● Consigne de travail 1
Mettez à jour l'article sur le gouvernement Trudeau en réécrivant le passage allant de « Justin Trudeau a commencé » jusqu'à « le chef libéral. », avec « troisième dose » à la place de « deuxième dose ».
● Consigne de travail 2
Selon l'article sur le gouvernement Trudeau, qui a appelé le premier ministre à faire davantage que de poser des gestes symboliques ?
● Consigne de travail 3
Poursuivez l'article sur le gouvernement Trudeau à partir de sa dernière phrase.

● Texte source
************

Ce revirement ayant permis d’accélérer la campagne de vaccination est notamment attribuable à la création au printemps dernier d’un groupe d’action centralisé au sein du cabinet du premier ministre lui-même, ont indiqué des sources.

«Ça démontre une certaine maturité politique. Plutôt que de faire des annonces et de nous dire ce qu’ils avaient l’intention de faire, ils l’ont tout simplement fait», a commenté Greg MacEachern.

L’autre changement majeur apporté par le gouvernement minoritaire de Justin Trudeau, c’est le parlement hybride, majoritairement virtuel.

À la suite de quelques votes de confiance où il l’a échappé belle lors de deux sessions parlementaires entrecoupées par un scandale lié à l’organisme UNIS (We Charity), le gouvernement libéral a fait en sorte de tenir les promesses nécessaires pour conserver l’appui des partis progressistes. Toutefois, en raison d’un climat de plus en plus tendu en chambre, le gouvernement n’a pas réussi à faire adopter un grand nombre de projets de loi.

Le Parti libéral va devoir traîner tout ça en campagne électorale, ainsi que le bagage de ses années majoritaires incluant les gaffes à l’étranger, les controverses de blackface, quelques scandales éthiques, des contestations judiciaires controversées et quelques promesses brisées envers certains groupes d’électeurs.

Les défenseurs de Justin Trudeau vont marteler qu’il y a aussi eu des victoires comme le fait de maintenir une bonne relation avec les États-Unis même pendant le mandat de Donald Trump et d’implanter un prix sur le carbone.

Puis, il n’y a pas que la COVID-19 qui a secoué le pays. L’éveil face au racisme, l’été dernier, et la confrontation avec l’histoire coloniale du Canada alors que l’on a découvert des centaines de sépultures anonymes près des anciens pensionnats pour enfants autochtones ont forcé les politiciens à être à la hauteur du moment.

Si Justin Trudeau a posé un genou au sol, le chef de l’opposition néo-démocrate Jagmeet Singh a appelé le premier ministre à faire davantage que de poser des gestes symboliques. Il est bien possible que l’électorat plus jeune et engagé réclame la même chose.

Retour sur le terrain

Justin Trudeau a commencé à se préparer pour la campagne électorale dans le mois qui a précédé le déclenchement officiel. Il semble que, dès le moment où il a reçu sa deuxième dose de vaccin contre la COVID-19 et que le nombre de cas eût suffisamment chuté, M. Trudeau soit retourné sur le terrain avec les gens. Un retour en apparence vivifiant pour le chef libéral.

************

● Entrées du jeu de données

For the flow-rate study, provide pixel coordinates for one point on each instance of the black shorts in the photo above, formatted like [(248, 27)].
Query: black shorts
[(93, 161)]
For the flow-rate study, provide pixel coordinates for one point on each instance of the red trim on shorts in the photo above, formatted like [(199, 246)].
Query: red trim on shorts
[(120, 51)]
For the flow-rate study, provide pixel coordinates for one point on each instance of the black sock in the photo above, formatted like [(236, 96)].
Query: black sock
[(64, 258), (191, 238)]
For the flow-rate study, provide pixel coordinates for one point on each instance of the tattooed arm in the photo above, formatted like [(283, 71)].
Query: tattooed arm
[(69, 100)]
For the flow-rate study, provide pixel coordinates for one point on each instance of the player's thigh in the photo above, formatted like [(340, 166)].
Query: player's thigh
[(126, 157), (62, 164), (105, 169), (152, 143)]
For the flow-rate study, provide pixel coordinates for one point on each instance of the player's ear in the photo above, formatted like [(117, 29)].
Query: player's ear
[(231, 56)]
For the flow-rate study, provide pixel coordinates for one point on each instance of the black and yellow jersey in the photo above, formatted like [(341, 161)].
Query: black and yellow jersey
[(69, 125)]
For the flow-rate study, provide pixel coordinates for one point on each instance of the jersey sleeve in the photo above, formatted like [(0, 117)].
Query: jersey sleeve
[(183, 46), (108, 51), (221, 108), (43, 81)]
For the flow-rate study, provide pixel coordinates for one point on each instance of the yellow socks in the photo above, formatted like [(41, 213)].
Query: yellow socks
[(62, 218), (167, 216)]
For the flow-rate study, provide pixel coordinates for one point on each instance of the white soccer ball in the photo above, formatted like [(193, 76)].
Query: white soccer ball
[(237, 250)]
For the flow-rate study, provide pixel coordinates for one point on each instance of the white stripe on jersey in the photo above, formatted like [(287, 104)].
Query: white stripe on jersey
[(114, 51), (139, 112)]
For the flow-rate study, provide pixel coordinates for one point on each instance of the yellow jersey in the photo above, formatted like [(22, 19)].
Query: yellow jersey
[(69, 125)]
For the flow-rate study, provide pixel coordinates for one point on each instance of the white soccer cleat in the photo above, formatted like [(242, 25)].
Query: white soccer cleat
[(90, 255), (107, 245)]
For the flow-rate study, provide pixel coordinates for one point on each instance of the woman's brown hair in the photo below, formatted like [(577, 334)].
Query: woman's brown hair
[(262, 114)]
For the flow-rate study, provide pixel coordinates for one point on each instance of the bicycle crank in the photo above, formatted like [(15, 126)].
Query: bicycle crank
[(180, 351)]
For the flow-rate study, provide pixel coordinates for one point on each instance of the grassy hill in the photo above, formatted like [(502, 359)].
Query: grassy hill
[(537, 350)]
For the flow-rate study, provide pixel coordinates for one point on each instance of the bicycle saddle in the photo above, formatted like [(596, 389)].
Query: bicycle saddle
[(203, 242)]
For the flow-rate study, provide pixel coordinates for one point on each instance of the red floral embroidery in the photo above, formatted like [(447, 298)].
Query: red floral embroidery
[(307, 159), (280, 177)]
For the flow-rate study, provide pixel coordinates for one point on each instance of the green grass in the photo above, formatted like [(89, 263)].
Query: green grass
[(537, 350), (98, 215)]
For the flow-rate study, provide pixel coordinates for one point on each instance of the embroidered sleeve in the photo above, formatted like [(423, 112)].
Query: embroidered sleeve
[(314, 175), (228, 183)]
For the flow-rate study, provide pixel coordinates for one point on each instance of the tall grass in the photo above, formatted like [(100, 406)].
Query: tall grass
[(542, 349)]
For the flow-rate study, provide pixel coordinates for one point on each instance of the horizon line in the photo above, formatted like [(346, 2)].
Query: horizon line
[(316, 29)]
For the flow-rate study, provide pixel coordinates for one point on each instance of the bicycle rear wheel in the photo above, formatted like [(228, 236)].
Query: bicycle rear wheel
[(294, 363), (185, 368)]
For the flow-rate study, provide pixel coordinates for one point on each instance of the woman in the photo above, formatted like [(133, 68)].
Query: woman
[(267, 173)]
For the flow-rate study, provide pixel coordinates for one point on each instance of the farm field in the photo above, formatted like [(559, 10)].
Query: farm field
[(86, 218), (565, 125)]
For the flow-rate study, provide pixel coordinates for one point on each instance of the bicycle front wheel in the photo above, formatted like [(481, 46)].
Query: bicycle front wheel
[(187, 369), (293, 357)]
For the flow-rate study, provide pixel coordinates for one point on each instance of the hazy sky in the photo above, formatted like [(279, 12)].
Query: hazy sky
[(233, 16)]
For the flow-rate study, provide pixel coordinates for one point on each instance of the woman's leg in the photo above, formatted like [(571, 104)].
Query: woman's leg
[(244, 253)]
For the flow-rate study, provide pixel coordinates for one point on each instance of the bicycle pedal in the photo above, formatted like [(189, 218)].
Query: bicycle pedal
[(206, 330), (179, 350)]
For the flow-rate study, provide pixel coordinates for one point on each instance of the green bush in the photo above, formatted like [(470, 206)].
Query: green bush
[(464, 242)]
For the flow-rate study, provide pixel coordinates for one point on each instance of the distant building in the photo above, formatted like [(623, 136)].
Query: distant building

************

● Résultat 1
Justin Trudeau a commencé à se préparer pour la campagne électorale dans le mois qui a précédé le déclenchement officiel. Il semble que, dès le moment où il a reçu sa troisième dose de vaccin contre la COVID-19 et que le nombre de cas eût suffisamment chuté, M. Trudeau soit retourné sur le terrain avec les gens. Un retour en apparence vivifiant pour le chef libéral.

● Résultat 2
Jagmeet Singh, le chef de l'opposition néo-démocrate.

● Résultat 3
«Vous connaissez le cliché des politiciens qui tirent de l’énergie des bains de foule. Je crois que Justin Trudeau en fait partie, observe M. MacEachern. Il faut se garder en mémoire que c’est quelqu’un qui est devenu une personnalité publique à la naissance. Sa naissance était une nouvelle nationale.»

Tout en étant le fils d’un ancien premier ministre et en ayant grandi sous les projecteurs, Justin Trudeau est arrivé en politique comme un négligé. Après avoir passé cinq ans comme député d’arrière-ban, il a pris les rênes d’un Parti libéral décimé et est depuis devenu un leader avec des choses à prouver.

«Il a toujours été sous-estimé. Il est physiquement, émotionnellement et mentalement préparé pour accomplir ce travail», croit Navdeep Bains, qui s’est rapproché du premier ministre depuis qu’ils se sont rencontrés en 2006. La pandémie leur a entre autres permis d’échanger sur l’anxiété et le stress vécus par leurs enfants.

La COVID-19 a d’ailleurs permis à la famille Trudeau de «reconnecter», comme le premier ministre l’a lui-même confié. Le confinement lui a permis de passer plus de temps auprès de ses enfants qui grandissent.

Reconnu pour attirer l’attention grâce à des apparitions publiques inusitées, comme de surfer prêt d’une cérémonie de mariage, Justin Trudeau doit maintenant affronter un adversaire conservateur qui joue aussi la carte de la forme en s’assurant d’être filmé en faisant son jogging. La chose n’inquiète cependant pas trop les partisans du chef libéral.

Ultimement, résume Susan Smith, ce que les libéraux demandent aux électeurs c’est d’appuyer une version «plus sage, plus mature et plus expérimentée» de Justin Trudeau.